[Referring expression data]

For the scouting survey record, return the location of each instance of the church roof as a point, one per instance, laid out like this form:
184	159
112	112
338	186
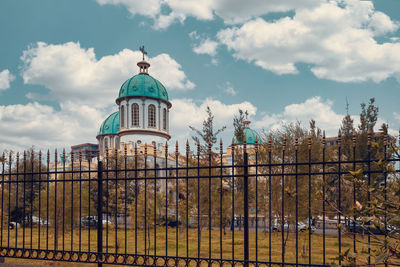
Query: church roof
143	85
110	125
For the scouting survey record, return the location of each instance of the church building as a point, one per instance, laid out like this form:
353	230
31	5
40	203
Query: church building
142	116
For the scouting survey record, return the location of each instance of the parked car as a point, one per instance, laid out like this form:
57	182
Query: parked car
91	221
13	225
366	228
301	226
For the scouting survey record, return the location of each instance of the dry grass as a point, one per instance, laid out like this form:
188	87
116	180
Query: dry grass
115	242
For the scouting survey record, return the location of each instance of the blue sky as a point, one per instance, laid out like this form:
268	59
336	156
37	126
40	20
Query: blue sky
62	63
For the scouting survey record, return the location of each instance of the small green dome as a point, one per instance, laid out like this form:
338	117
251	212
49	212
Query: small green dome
143	85
110	125
250	135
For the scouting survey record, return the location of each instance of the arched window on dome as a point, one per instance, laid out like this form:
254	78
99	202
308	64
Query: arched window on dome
135	115
122	117
152	116
164	119
105	144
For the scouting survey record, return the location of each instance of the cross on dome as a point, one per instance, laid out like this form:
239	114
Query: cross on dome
144	52
143	65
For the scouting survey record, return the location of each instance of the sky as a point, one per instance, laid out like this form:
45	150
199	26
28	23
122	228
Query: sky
62	63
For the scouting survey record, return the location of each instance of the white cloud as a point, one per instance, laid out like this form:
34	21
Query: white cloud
228	88
75	74
337	41
46	128
5	79
187	112
396	116
313	108
207	46
150	8
231	11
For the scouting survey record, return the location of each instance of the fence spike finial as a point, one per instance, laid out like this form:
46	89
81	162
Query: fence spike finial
354	139
369	136
385	139
135	150
244	144
284	143
269	144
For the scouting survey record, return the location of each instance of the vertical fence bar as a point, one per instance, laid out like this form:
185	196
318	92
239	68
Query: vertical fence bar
323	199
354	194
89	192
220	197
126	201
369	193
100	213
31	198
256	194
187	198
155	198
39	197
209	199
176	198
9	199
269	200
24	201
385	190
2	208
233	203
16	200
309	200
55	202
339	204
283	201
296	147
246	205
116	201
72	200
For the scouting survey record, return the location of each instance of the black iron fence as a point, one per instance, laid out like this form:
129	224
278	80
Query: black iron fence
284	202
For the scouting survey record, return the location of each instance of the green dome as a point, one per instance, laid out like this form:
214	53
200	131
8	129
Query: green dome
250	135
110	125
143	85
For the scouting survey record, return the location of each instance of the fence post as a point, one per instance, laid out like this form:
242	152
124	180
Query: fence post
100	214
246	209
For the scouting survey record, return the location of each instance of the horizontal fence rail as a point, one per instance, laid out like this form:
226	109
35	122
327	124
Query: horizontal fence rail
290	202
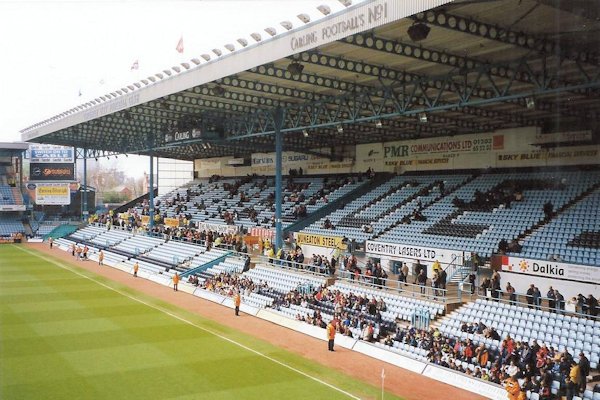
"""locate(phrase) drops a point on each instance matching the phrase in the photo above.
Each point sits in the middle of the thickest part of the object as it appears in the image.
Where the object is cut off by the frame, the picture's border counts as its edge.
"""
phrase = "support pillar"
(84, 209)
(278, 117)
(151, 192)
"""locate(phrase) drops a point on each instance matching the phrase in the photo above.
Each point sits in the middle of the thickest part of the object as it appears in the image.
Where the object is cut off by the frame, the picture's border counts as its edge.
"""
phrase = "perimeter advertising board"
(51, 172)
(45, 153)
(53, 194)
(461, 151)
(405, 251)
(334, 242)
(550, 269)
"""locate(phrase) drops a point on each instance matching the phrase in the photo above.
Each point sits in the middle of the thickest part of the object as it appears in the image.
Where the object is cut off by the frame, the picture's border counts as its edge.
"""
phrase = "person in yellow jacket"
(573, 381)
(237, 300)
(270, 254)
(512, 388)
(176, 281)
(330, 336)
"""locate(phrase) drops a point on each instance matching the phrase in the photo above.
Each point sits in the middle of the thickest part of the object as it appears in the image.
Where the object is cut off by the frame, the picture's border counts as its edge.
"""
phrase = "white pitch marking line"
(193, 324)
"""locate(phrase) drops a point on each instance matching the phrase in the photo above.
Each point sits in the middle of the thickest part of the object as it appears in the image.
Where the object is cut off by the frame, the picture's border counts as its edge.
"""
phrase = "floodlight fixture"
(304, 18)
(325, 10)
(218, 90)
(418, 32)
(530, 103)
(295, 68)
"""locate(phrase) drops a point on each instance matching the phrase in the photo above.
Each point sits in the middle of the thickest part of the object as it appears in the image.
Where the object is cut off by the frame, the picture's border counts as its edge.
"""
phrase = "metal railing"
(401, 288)
(543, 304)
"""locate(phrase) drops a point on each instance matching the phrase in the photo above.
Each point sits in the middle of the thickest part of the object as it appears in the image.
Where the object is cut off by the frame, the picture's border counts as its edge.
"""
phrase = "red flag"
(179, 47)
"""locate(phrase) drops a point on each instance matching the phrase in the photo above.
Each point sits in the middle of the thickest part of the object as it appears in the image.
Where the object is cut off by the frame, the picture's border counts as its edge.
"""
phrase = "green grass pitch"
(64, 336)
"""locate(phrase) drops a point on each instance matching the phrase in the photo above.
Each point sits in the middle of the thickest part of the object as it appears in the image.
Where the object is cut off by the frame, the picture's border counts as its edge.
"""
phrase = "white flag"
(179, 47)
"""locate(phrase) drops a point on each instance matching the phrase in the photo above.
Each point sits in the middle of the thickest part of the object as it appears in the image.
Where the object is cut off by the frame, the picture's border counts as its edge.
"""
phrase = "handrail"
(291, 265)
(518, 302)
(401, 288)
(455, 267)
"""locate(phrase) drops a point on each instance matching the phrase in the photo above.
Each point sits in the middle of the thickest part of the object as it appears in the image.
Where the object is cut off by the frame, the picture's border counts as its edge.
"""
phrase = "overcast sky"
(51, 51)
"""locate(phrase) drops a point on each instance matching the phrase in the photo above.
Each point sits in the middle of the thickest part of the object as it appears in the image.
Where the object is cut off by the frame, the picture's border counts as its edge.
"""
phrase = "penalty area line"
(258, 353)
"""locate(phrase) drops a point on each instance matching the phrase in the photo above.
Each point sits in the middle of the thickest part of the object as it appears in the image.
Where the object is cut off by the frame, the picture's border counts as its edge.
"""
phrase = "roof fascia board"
(360, 18)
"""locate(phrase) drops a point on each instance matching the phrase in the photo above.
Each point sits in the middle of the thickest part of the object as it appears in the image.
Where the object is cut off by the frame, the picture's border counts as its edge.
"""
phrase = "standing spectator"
(237, 300)
(537, 297)
(573, 381)
(443, 279)
(560, 301)
(512, 388)
(404, 272)
(330, 336)
(592, 305)
(510, 290)
(551, 298)
(176, 281)
(584, 371)
(472, 278)
(496, 286)
(529, 294)
(422, 280)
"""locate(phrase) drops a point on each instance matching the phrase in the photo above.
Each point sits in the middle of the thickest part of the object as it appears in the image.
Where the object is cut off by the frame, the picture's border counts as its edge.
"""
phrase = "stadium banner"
(51, 172)
(549, 269)
(404, 251)
(462, 381)
(12, 207)
(333, 242)
(562, 137)
(264, 163)
(263, 233)
(573, 155)
(219, 228)
(53, 194)
(47, 153)
(172, 222)
(449, 152)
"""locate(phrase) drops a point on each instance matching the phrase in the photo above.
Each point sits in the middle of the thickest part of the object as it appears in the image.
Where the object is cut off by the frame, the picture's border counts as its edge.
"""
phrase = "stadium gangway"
(521, 301)
(401, 288)
(420, 318)
(310, 269)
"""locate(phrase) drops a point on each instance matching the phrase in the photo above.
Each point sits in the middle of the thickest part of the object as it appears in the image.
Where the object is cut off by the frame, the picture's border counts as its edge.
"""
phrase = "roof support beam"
(336, 84)
(397, 99)
(540, 45)
(523, 71)
(384, 73)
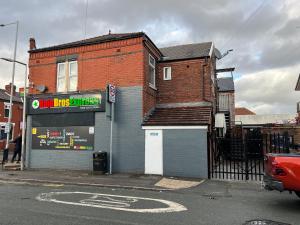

§ WHAT YOU HAVE TO DO
Only the pictures are to be left out, and all of the data must otherwise be transcribed exactly.

§ SOLUTION TO THIS EXERCISE
For the scouting survey record, return the location of each instance of the church roof as a point, one per instance, laid out like this form:
184	159
112	112
338	186
Query: church roof
143	85
110	125
For the scouting survey record, return the location of each instance of the church building as a point, one per instance, laid out like this form:
353	230
31	5
40	203
Query: church building
142	116
For the scouting survey record, return the location of each instance of the parked car as a point, one per instance, laid out like this form:
57	182
Query: parked car
91	221
13	225
366	228
301	226
For the scouting survey record, return the location of each instance of the dry grass as a point, one per instance, laid out like this form:
188	87
116	180
Query: dry grass
115	242
For the scouting survey record, return the location of each instance of the blue sky as a point, one per instance, laid out like this form:
268	59
336	156
37	126
40	20
Query: blue sky
62	63
For the scouting survey record, return the location of each instance of the small green dome as a point, one per instance, laid out like this form:
338	117
251	212
49	212
Query: small green dome
143	85
110	125
250	135
For the scouting survey record, return the location of each instance of the arched window on dome as a point, one per instance, laid out like this form:
254	78
99	202
308	64
Query: arched window on dome
135	115
122	117
152	116
164	119
105	144
For the scouting survey record, return the location of each instance of the cross on dome as a point, one per instance, laid out like this form:
239	114
Query: cross on dome
144	52
143	65
For the scouting survey record, return the location of each instance of the sky as a point, one per instance, laid out like this form:
45	150
199	26
28	23
122	228
Query: sky
62	63
For the scouting survey record, return the location of each instance of the white cloud as a point, one per instance, laid out like this form:
34	21
Query: white cloud
228	88
75	74
337	41
46	128
5	79
187	112
396	116
313	108
207	46
150	8
231	11
For the scouting survey record, return the location of each instance of the fence spike finial as a point, one per instance, laid out like this form:
46	89
81	162
Query: fence spike finial
354	139
369	136
385	139
135	150
244	144
284	143
269	144
For the scouting survey record, return the location of each instance of the vertical fence bar as a point, one per instance, laid out like this form:
185	196
318	92
239	68
Query: vertical fence bar
323	199
354	194
89	192
220	197
126	201
369	193
100	213
31	198
256	194
187	198
155	198
39	197
209	199
176	198
9	199
269	200
24	201
385	190
2	208
233	203
16	200
309	200
55	202
339	204
283	201
296	147
246	205
116	201
72	200
For the scouting survey record, return the location of each instance of the black iron fence as a point, one per instance, laid out like this form:
129	224
278	80
Query: black iron fence
284	202
For the scouting survey record, return the location of each instance of the green dome as a point, one per instance, laid out like this form:
214	53
200	131
8	129
Query: green dome
250	135
110	125
143	85
For the scouting survey record, return the location of each instance of the fence post as a point, one per instance, laid out like this form:
242	152
124	180
Query: fence post
100	214
246	209
For the scouting survey record, return the location of each instance of the horizontal fence rail as a point, one per instance, laid out like this form:
226	109
35	122
327	124
Query: horizontal fence rail
290	202
"""locate(phrase) drops a point on each instance matching the phrase in the photo above.
Each point sits in the middle of the thickest part of the object as it appears in the image.
Where the object is cut off by the frame, the picture's border counts as its edge.
"""
phrase = "support pillar"
(84, 209)
(278, 117)
(151, 192)
"""locate(phrase) drops a point on each instance matching the phrase in the photo above.
Each point sits in the middle of the thickest part of the object as it appears in the image.
Where the object is cut off by the frame, the picture's border counts as its edge.
"""
phrase = "perimeter advertising board"
(51, 172)
(45, 153)
(53, 194)
(461, 151)
(405, 251)
(334, 242)
(550, 269)
"""locate(phrase) drops a point on each instance matching the phrase in the photo above.
Each point sits in the middle of the thickest part of the object as it appears in the image.
Where the object is cut off by the frame, the picture's border counts as its edge.
"""
phrase = "person in yellow jacket"
(573, 381)
(237, 300)
(270, 254)
(512, 388)
(176, 281)
(330, 336)
"""locate(phrase) drops a point on each instance matching the phrase in the photo above.
Each point sits in the middle of the thickest part of the object as it appears in the image.
Where the object is cut off by the frame, the picture's border counts as its edge.
"""
phrase = "white pitch marking line"
(193, 324)
"""locate(phrase) drops a point on each instance matching the phrase in the photo above.
Each point sits in the middle of the thickest part of the object as it appears in the image.
Where the object is cut off by the frame, the picture's border counts as its edge.
"""
phrase = "floodlight fixture"
(304, 18)
(325, 10)
(218, 90)
(418, 32)
(530, 103)
(295, 68)
"""locate(phrase) drops a point on each instance matching the phrase in the photo above.
Each point sits in the middle of the thickest part of the object as it appears in the image.
Where the object is cut off by the frame, the picture's border counts as its edge.
"""
phrase = "metal railing"
(401, 288)
(543, 304)
"""locate(phrase) drops a point on each instance matching the phrase in the photo above.
Each point sits in the middle of the thickest part of the object as it appears in the image.
Where the object is cut off by the frame, the picture's border counts as its edge.
"""
phrase = "red flag"
(179, 47)
"""locate(phrase) drops a point on each instance matching the phrase in the photo above.
Each point sits in the middle of the thickest part of the object as it appears in the image.
Where the object is cut off by the frame, the picture's border counts as its edge.
"""
phrase = "green grass pitch"
(64, 336)
"""locate(phrase) drops a point on each instance matching the phrase in the photo above.
Each point sits in the middle of the thickest part of the object as it appears in the image.
Where the object is cut off by the frame, the picture's border counts as its edge.
"""
phrase = "white flag"
(179, 47)
"""locate(phrase) drops a point on each instance matching the phrase in the photo above.
Each point sits in the middle of the thickest part of the object as it appears in the image.
Where the object is cut off by the frame, the picture's border counts as its edge.
"""
phrase = "handrail"
(291, 265)
(518, 302)
(401, 288)
(455, 267)
"""locate(phrase) drops a point on each instance matching the phrase in the photo above.
Each point sits in the middle of the thickest part of the object as it appears in the image.
Where the object is cut off by the frame, the picture's border counts as its edge.
"""
phrase = "overcast sky"
(51, 51)
"""locate(phrase) drops a point on each instance matching the phrase in the photo above.
Each point sits in the middle of the thickest part of the object as it appears in the image.
Where the object is cut off by the frame, the picture's border counts as its edge.
"""
phrase = "penalty area line"
(258, 353)
"""locate(phrase) drops a point on each instance matching the phrase in the photo above.
Each point sits in the middle of the thickest part of the object as it appears in the image.
Where the object is cut off by the frame, the picture's border counts as its edge.
"""
phrase = "roof fascia board"
(360, 18)
"""locate(phrase) drops a point on each instance matching the phrase in the photo above.
Each point sits in the middle of the thickest part of the object as it appears in the image.
Where the object is cut off by the frame, the picture's border counts as its edge.
"""
phrase = "standing spectator"
(237, 300)
(537, 297)
(573, 381)
(443, 279)
(560, 301)
(512, 388)
(404, 272)
(330, 336)
(592, 305)
(510, 290)
(551, 298)
(176, 281)
(584, 371)
(472, 278)
(496, 286)
(529, 294)
(422, 280)
"""locate(phrase) drops a point on each instance matching the phrase in the photo above.
Each point sits in the middle of the thickest part of the object as it appears in the image.
Where the object is cut off by the frame, the picture's border counts as its edge.
"""
phrase = "stadium banner"
(51, 172)
(549, 269)
(404, 251)
(462, 381)
(12, 207)
(333, 242)
(562, 137)
(264, 163)
(263, 233)
(573, 155)
(219, 228)
(53, 194)
(47, 153)
(172, 222)
(449, 152)
"""locate(phrase) drops a point on each instance matching the phrase in the photo above.
Each point sits in the middle of the thickest part of the object as it appears in the image.
Where the object is cut off by the frame, the picture's border counts as its edge.
"""
phrase = "stadium gangway"
(521, 301)
(401, 288)
(420, 318)
(310, 269)
"""locate(phrase) drops a point on each instance matching the phrase in the photo above.
Each point sits in the middle of the thickest part of the object as it appears in the image.
Where the object is cut off by the frame, the picture's border counts as its edge.
"""
phrase = "roof support beam"
(336, 84)
(397, 99)
(540, 45)
(523, 71)
(384, 73)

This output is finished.